- Problem -
Would you please copy every line from the records that contains the word "coordinates"?
[[ Source data open ]]
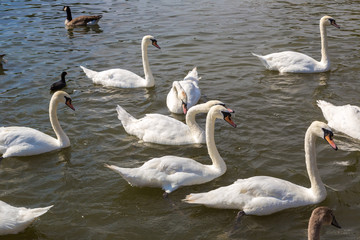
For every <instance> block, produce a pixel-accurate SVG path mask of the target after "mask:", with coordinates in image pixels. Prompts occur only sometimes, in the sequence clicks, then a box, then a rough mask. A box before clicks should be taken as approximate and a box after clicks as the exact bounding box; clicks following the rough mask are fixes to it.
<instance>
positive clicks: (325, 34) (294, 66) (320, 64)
mask: <svg viewBox="0 0 360 240" xmlns="http://www.w3.org/2000/svg"><path fill="white" fill-rule="evenodd" d="M330 25H333V26H335V27H336V28H340V26H338V25H337V24H336V22H335V20H334V19H333V18H332V17H330V16H324V17H322V18H321V19H320V36H321V61H320V62H318V61H316V60H315V59H313V58H311V57H309V56H307V55H305V54H302V53H298V52H292V51H285V52H278V53H271V54H268V55H266V56H260V55H257V54H254V53H253V55H254V56H256V57H258V58H259V59H260V61H261V62H262V64H263V65H264V66H265V67H266V68H267V69H269V70H274V71H279V72H280V73H285V72H290V73H319V72H326V71H329V70H330V60H329V56H328V43H327V35H326V26H330Z"/></svg>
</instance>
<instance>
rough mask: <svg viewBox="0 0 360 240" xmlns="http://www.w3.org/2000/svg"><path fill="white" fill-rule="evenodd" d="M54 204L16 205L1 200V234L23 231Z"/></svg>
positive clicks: (12, 232) (51, 207)
mask: <svg viewBox="0 0 360 240" xmlns="http://www.w3.org/2000/svg"><path fill="white" fill-rule="evenodd" d="M52 207H53V206H52V205H51V206H48V207H43V208H32V209H31V208H24V207H14V206H11V205H9V204H7V203H5V202H3V201H1V200H0V235H6V234H16V233H18V232H21V231H23V230H24V229H25V228H26V227H27V226H29V225H30V224H31V223H32V222H33V221H34V220H35V219H36V218H37V217H40V216H41V215H43V214H45V213H46V212H47V211H49V209H50V208H52Z"/></svg>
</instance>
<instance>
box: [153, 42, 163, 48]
mask: <svg viewBox="0 0 360 240" xmlns="http://www.w3.org/2000/svg"><path fill="white" fill-rule="evenodd" d="M152 45H153V46H154V47H156V48H158V49H161V47H160V46H159V45H158V44H157V43H156V42H153V43H152Z"/></svg>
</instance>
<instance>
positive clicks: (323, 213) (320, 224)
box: [308, 207, 341, 240]
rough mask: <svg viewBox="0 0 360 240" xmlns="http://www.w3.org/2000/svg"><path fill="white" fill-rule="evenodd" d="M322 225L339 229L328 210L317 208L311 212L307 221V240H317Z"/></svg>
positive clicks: (336, 223) (332, 212)
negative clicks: (310, 214)
mask: <svg viewBox="0 0 360 240" xmlns="http://www.w3.org/2000/svg"><path fill="white" fill-rule="evenodd" d="M323 225H333V226H334V227H337V228H341V227H340V225H339V223H338V222H337V221H336V219H335V216H334V214H333V211H332V210H331V209H330V208H328V207H317V208H315V209H314V210H313V211H312V214H311V217H310V220H309V226H308V240H319V239H320V229H321V226H323Z"/></svg>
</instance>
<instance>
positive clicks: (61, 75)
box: [50, 72, 67, 92]
mask: <svg viewBox="0 0 360 240" xmlns="http://www.w3.org/2000/svg"><path fill="white" fill-rule="evenodd" d="M66 75H67V72H62V73H61V79H60V80H59V81H57V82H54V83H53V84H51V86H50V90H51V91H54V92H55V91H58V90H61V89H63V88H64V87H66V82H65V76H66Z"/></svg>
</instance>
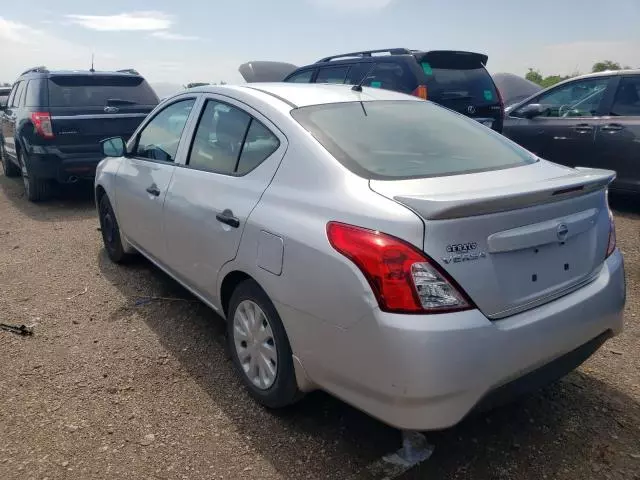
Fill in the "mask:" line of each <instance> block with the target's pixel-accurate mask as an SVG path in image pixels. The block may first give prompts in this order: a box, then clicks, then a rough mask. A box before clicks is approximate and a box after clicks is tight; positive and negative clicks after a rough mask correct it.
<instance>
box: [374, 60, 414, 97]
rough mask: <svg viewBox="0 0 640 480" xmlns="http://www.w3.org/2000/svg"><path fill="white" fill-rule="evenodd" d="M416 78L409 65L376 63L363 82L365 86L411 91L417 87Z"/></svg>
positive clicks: (401, 91) (413, 89)
mask: <svg viewBox="0 0 640 480" xmlns="http://www.w3.org/2000/svg"><path fill="white" fill-rule="evenodd" d="M415 83H416V82H415V78H413V76H412V75H411V74H410V72H409V71H408V69H407V67H406V66H405V65H403V64H402V63H399V62H380V63H376V65H375V66H374V67H373V69H372V70H371V71H370V72H369V73H368V74H367V77H366V78H365V80H364V82H363V84H362V85H363V86H365V87H373V88H384V89H386V90H394V91H396V92H404V93H411V92H412V91H413V90H414V89H415Z"/></svg>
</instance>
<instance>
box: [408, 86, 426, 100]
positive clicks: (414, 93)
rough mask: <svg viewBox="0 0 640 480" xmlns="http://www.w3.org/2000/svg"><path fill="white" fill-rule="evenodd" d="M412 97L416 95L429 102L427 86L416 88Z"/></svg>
mask: <svg viewBox="0 0 640 480" xmlns="http://www.w3.org/2000/svg"><path fill="white" fill-rule="evenodd" d="M411 95H414V96H416V97H420V98H422V99H424V100H427V96H428V95H427V86H426V85H418V86H417V87H416V89H415V90H414V91H413V92H411Z"/></svg>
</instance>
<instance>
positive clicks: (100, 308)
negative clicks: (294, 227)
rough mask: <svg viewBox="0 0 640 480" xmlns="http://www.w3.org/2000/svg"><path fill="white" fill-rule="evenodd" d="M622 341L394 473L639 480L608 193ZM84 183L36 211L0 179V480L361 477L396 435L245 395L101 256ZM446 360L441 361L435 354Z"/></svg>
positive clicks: (169, 290)
mask: <svg viewBox="0 0 640 480" xmlns="http://www.w3.org/2000/svg"><path fill="white" fill-rule="evenodd" d="M613 203H614V207H615V209H616V222H617V233H618V244H619V246H620V248H621V250H622V251H623V253H624V256H625V262H626V270H627V282H628V284H627V294H628V300H627V308H626V313H625V328H626V329H625V332H624V333H623V334H622V335H621V336H619V337H616V338H614V339H612V340H610V341H608V342H607V343H606V344H605V345H604V346H603V348H602V349H601V350H600V351H599V352H598V353H597V354H596V355H595V356H594V357H593V358H592V359H590V360H589V361H588V362H587V363H585V364H584V365H583V366H582V367H580V368H579V369H578V370H577V371H576V372H574V373H572V374H570V375H569V376H567V377H566V378H564V379H563V380H561V381H560V382H558V383H556V384H554V385H551V386H549V387H547V388H546V389H544V390H542V391H540V392H539V393H536V394H533V395H530V396H528V397H525V398H523V399H521V400H519V401H518V402H516V403H514V404H512V405H509V406H506V407H503V408H500V409H497V410H494V411H492V412H490V413H488V414H483V415H479V416H474V417H472V418H469V419H467V420H465V421H464V422H462V423H461V424H460V425H458V426H456V427H454V428H452V429H449V430H446V431H442V432H431V433H428V434H427V437H428V440H429V442H430V443H431V444H433V445H434V446H435V452H434V454H433V456H432V457H431V458H430V459H429V460H428V461H427V462H425V463H424V464H422V465H421V466H419V467H417V468H414V469H413V470H411V471H409V472H406V473H404V474H403V475H402V476H401V477H397V478H402V479H413V478H416V479H417V478H429V479H435V478H437V479H576V480H577V479H603V478H604V479H640V326H639V321H640V202H639V201H638V200H637V199H635V200H634V199H619V198H614V202H613ZM97 227H98V221H97V217H96V214H95V208H94V205H93V200H92V198H91V195H90V188H89V189H85V190H83V189H77V190H75V191H71V192H67V193H65V194H63V195H62V196H61V197H60V198H58V199H56V200H53V201H51V202H49V203H46V204H42V205H34V204H30V203H28V202H27V201H26V199H25V198H24V193H23V188H22V184H21V181H20V179H8V178H6V177H3V176H2V177H0V287H1V288H0V316H1V317H0V321H1V322H6V323H13V324H22V323H24V324H27V325H33V330H34V334H33V336H31V337H28V336H26V337H22V336H18V335H15V334H12V333H9V332H5V331H0V368H1V373H0V478H1V479H5V480H11V479H38V480H42V479H45V478H48V479H50V480H52V479H121V478H123V479H124V478H127V479H236V478H238V479H244V478H246V479H314V478H317V479H374V478H380V477H379V476H376V475H377V474H375V473H372V471H371V469H370V468H369V467H370V465H371V464H373V463H375V462H377V461H378V460H379V459H380V457H381V456H382V455H384V454H387V453H389V452H391V451H393V450H395V449H397V448H398V447H399V441H400V435H399V433H398V432H397V431H396V430H394V429H392V428H389V427H387V426H385V425H383V424H381V423H379V422H378V421H376V420H373V419H371V418H369V417H367V416H366V415H364V414H362V413H360V412H358V411H357V410H355V409H353V408H351V407H349V406H347V405H345V404H343V403H341V402H340V401H338V400H336V399H333V398H331V397H329V396H328V395H325V394H323V393H314V394H311V395H309V396H307V397H306V398H305V399H304V400H303V401H301V402H300V403H299V404H297V405H295V406H294V407H292V408H289V409H286V410H284V411H280V412H270V411H267V410H265V409H263V408H261V407H259V406H257V405H256V404H255V403H254V402H253V401H252V400H251V399H250V398H249V397H248V395H246V394H245V392H244V390H243V388H242V387H241V385H240V382H239V381H238V380H237V379H236V377H235V374H234V372H233V370H232V364H231V362H230V360H229V359H228V357H227V355H226V352H225V347H224V325H223V322H222V320H221V319H220V318H219V317H217V316H216V315H215V314H214V313H213V312H212V311H211V310H209V309H208V308H207V307H205V306H204V305H203V304H202V303H200V302H199V301H197V300H196V299H194V297H192V296H191V295H190V294H188V293H187V292H186V291H185V290H184V289H183V288H181V287H180V286H178V285H177V284H176V283H175V282H174V281H173V280H171V279H170V278H169V277H167V276H166V275H165V274H163V273H161V272H160V271H159V270H158V269H156V268H155V267H154V266H152V265H151V264H150V263H149V262H147V261H145V260H143V259H140V260H138V261H136V262H134V263H133V264H132V265H129V266H126V267H120V266H115V265H113V264H112V263H110V262H109V260H108V259H107V257H106V255H105V252H104V251H103V249H102V242H101V238H100V232H99V231H98V230H97ZM443 361H446V359H443Z"/></svg>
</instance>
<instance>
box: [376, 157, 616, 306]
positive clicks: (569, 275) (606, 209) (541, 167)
mask: <svg viewBox="0 0 640 480" xmlns="http://www.w3.org/2000/svg"><path fill="white" fill-rule="evenodd" d="M514 173H515V174H516V175H514ZM614 177H615V174H614V173H613V172H611V171H606V170H592V169H576V170H573V169H566V168H563V167H558V166H555V165H553V164H549V163H548V162H544V161H540V162H537V163H535V164H530V165H527V166H522V167H516V168H513V169H508V170H502V171H493V172H482V173H473V174H468V175H457V176H449V177H437V178H426V179H414V180H399V181H380V180H371V181H370V184H371V188H372V189H373V190H374V191H376V192H378V193H380V194H382V195H384V196H386V197H388V198H392V199H394V200H395V201H397V202H399V203H402V204H404V205H406V206H407V207H409V208H411V209H412V210H413V211H414V212H416V213H417V214H418V215H420V216H421V217H422V218H423V219H424V221H425V237H424V251H425V252H426V253H427V254H428V255H430V256H431V257H432V258H433V260H434V261H436V262H437V263H438V264H440V266H441V267H442V268H444V269H445V270H446V271H447V272H448V273H449V274H450V275H451V276H452V277H453V278H454V279H455V280H456V281H457V282H458V283H459V284H460V286H461V287H462V288H463V289H464V290H465V292H466V293H467V294H468V295H469V296H470V298H471V299H472V300H473V301H474V302H475V303H476V305H477V306H478V308H479V309H480V310H481V311H482V312H483V313H484V314H485V315H487V316H488V317H490V318H494V319H497V318H503V317H506V316H509V315H512V314H515V313H518V312H521V311H524V310H527V309H529V308H533V307H535V306H537V305H540V304H543V303H546V302H548V301H550V300H552V299H554V298H557V297H558V296H561V295H563V294H566V293H568V292H570V291H572V290H573V289H575V288H578V287H579V286H581V285H583V284H584V283H586V282H588V281H589V280H590V279H591V278H593V276H594V275H595V274H597V272H598V270H599V268H600V267H601V265H602V263H603V261H604V259H605V256H606V250H607V244H608V237H609V216H608V215H609V214H608V206H607V198H606V187H607V185H608V184H609V183H610V182H611V181H612V180H613V178H614ZM518 178H519V179H520V180H517V179H518Z"/></svg>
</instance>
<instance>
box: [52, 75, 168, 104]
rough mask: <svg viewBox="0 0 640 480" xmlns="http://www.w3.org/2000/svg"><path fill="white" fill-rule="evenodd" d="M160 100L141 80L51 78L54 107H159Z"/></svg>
mask: <svg viewBox="0 0 640 480" xmlns="http://www.w3.org/2000/svg"><path fill="white" fill-rule="evenodd" d="M157 104H158V97H157V96H156V94H155V92H154V91H153V90H152V89H151V87H150V86H149V84H147V82H145V81H144V79H143V78H141V77H136V76H124V75H118V76H116V75H113V76H109V75H95V76H93V75H87V76H84V75H66V76H63V75H60V76H55V77H52V78H50V79H49V105H50V106H52V107H104V106H107V105H112V106H117V107H120V106H123V105H157Z"/></svg>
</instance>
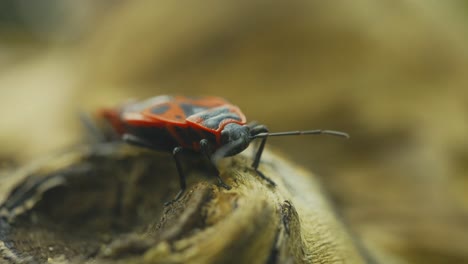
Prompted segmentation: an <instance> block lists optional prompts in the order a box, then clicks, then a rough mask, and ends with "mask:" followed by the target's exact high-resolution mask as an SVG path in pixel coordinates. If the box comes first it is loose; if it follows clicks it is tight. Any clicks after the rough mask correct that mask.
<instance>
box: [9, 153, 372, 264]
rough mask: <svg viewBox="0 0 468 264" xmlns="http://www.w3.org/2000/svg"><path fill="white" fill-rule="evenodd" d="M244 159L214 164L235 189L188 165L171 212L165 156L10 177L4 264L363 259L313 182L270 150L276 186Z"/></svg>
mask: <svg viewBox="0 0 468 264" xmlns="http://www.w3.org/2000/svg"><path fill="white" fill-rule="evenodd" d="M248 154H249V151H247V153H246V154H245V155H241V156H236V157H234V158H229V159H225V160H223V161H222V162H221V164H219V166H220V169H221V173H222V177H223V179H224V180H225V181H226V182H227V183H228V184H230V185H232V186H233V188H232V189H231V190H225V189H223V188H221V187H218V186H216V185H215V184H214V183H215V181H214V179H213V177H210V172H209V171H207V170H206V166H205V164H204V162H203V160H198V159H197V158H194V157H187V158H186V160H185V162H184V165H185V168H186V169H187V170H188V171H190V173H189V176H188V182H189V186H188V190H187V192H186V193H185V195H184V196H183V197H182V199H181V200H180V201H178V202H176V203H174V204H173V205H171V206H167V207H164V206H163V203H164V202H165V201H167V200H169V199H170V198H171V197H172V196H173V195H174V194H175V193H176V192H177V187H178V182H177V179H178V178H177V175H176V172H175V167H174V164H173V163H172V158H171V157H170V155H166V154H157V153H151V152H139V151H137V150H135V149H134V148H131V147H126V146H124V147H119V146H116V147H110V148H105V149H104V148H102V149H100V148H99V149H98V151H90V150H89V149H86V148H82V149H74V150H72V151H70V152H67V153H63V154H61V155H57V156H53V157H50V158H44V160H43V161H41V162H40V163H38V164H35V165H32V166H29V167H28V168H23V169H22V170H19V171H16V172H12V173H7V174H5V176H2V177H1V178H0V181H1V182H0V186H1V188H2V189H1V191H0V194H1V195H2V196H1V200H2V202H3V208H2V209H1V212H0V214H1V218H0V224H1V230H2V231H1V232H0V241H2V242H0V254H1V255H2V256H3V260H2V261H3V262H6V263H9V262H13V263H14V262H16V263H20V262H26V263H28V262H32V263H34V261H38V262H46V261H49V262H50V263H68V262H72V263H115V262H120V263H344V262H346V263H361V262H363V259H362V258H361V256H360V254H359V253H358V250H357V249H356V246H355V244H354V243H353V240H352V239H351V237H350V235H349V234H348V233H347V231H346V230H345V229H344V226H343V225H342V223H340V221H339V220H338V219H337V216H336V215H335V214H334V213H333V210H332V208H331V207H330V205H329V204H328V202H327V200H326V199H325V198H324V196H323V193H322V191H321V189H320V187H319V184H318V182H317V181H316V180H315V179H314V176H313V175H311V174H310V173H308V172H306V171H304V170H303V169H301V168H298V167H296V166H295V165H293V164H291V163H290V162H288V161H286V160H285V159H284V158H282V157H280V156H278V155H275V154H272V153H271V152H266V153H265V157H264V159H263V162H262V164H261V166H260V168H261V170H262V171H263V172H264V173H265V174H266V175H268V176H269V177H270V178H271V179H273V180H274V181H275V182H276V183H277V186H276V187H272V186H270V185H268V184H267V183H266V182H265V181H263V180H261V179H260V178H259V177H258V176H257V175H255V173H254V171H253V170H251V169H250V168H249V165H250V162H251V157H250V156H249V155H248ZM18 184H19V185H18ZM14 186H20V187H19V188H16V191H14V192H13V193H11V191H12V190H13V189H14V188H15V187H14ZM8 193H9V195H6V194H8ZM0 262H1V261H0Z"/></svg>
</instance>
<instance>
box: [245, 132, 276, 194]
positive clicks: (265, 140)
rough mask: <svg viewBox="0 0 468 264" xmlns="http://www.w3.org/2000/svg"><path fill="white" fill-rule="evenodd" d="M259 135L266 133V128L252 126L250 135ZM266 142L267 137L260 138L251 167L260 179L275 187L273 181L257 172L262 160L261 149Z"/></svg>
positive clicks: (259, 171) (262, 148) (260, 173)
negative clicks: (259, 177) (263, 133)
mask: <svg viewBox="0 0 468 264" xmlns="http://www.w3.org/2000/svg"><path fill="white" fill-rule="evenodd" d="M259 133H268V128H267V127H266V126H264V125H257V126H254V127H253V128H252V129H251V130H250V134H251V135H257V134H259ZM266 140H267V137H264V138H262V141H261V143H260V146H259V147H258V149H257V151H256V152H255V156H254V161H253V163H252V167H253V168H254V170H255V171H256V172H257V174H258V175H259V176H260V177H262V178H263V179H264V180H266V181H267V182H268V183H270V184H271V185H273V186H276V184H275V182H274V181H272V180H271V179H270V178H268V177H266V176H265V174H263V173H262V172H261V171H259V170H258V166H259V165H260V160H261V158H262V153H263V149H264V148H265V144H266Z"/></svg>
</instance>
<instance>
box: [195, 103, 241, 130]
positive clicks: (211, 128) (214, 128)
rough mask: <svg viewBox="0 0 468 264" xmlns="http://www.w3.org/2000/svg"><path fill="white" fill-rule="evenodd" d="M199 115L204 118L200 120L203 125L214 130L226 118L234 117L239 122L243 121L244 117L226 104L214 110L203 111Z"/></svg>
mask: <svg viewBox="0 0 468 264" xmlns="http://www.w3.org/2000/svg"><path fill="white" fill-rule="evenodd" d="M198 117H200V118H201V119H202V121H201V122H200V124H201V125H202V126H204V127H207V128H210V129H213V130H218V129H219V127H220V125H221V122H223V121H224V120H226V119H232V120H236V121H239V122H241V121H242V118H241V117H240V116H239V115H237V114H236V113H233V112H231V111H230V109H229V108H228V107H225V106H221V107H216V108H213V109H212V110H209V111H205V112H202V113H200V115H198Z"/></svg>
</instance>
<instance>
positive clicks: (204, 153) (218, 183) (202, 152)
mask: <svg viewBox="0 0 468 264" xmlns="http://www.w3.org/2000/svg"><path fill="white" fill-rule="evenodd" d="M200 150H201V153H202V154H203V155H204V156H205V157H206V158H207V159H208V160H209V162H210V164H211V165H212V167H213V169H214V171H215V173H216V178H217V179H218V184H219V185H221V186H222V187H223V188H224V189H226V190H230V189H231V186H229V185H228V184H226V183H225V182H224V181H223V179H221V177H220V176H219V170H218V168H217V167H216V164H214V163H213V161H212V160H211V144H210V142H209V141H208V140H207V139H202V140H200Z"/></svg>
[[ Source data closed ]]
- Solution to this exercise -
For every <instance> block, produce a pixel-accurate SVG path mask of the target after "mask:", with coordinates in image pixels. Prompts occur only sometimes, in the sequence clicks, then a box, then a rough mask. A box before clicks should be taken as approximate and a box after clicks as the exact bounding box; clicks following the rough mask are fixes to it.
Prompted segmentation: an <instance> block lists optional prompts in the order a box, then clicks, then a rough mask, and ends with "mask:" followed by the target's exact high-resolution mask as an SVG path in pixel coordinates. If the box comes first it is loose; if it follows clicks it is tight. Any clicks after the rough mask correct that mask.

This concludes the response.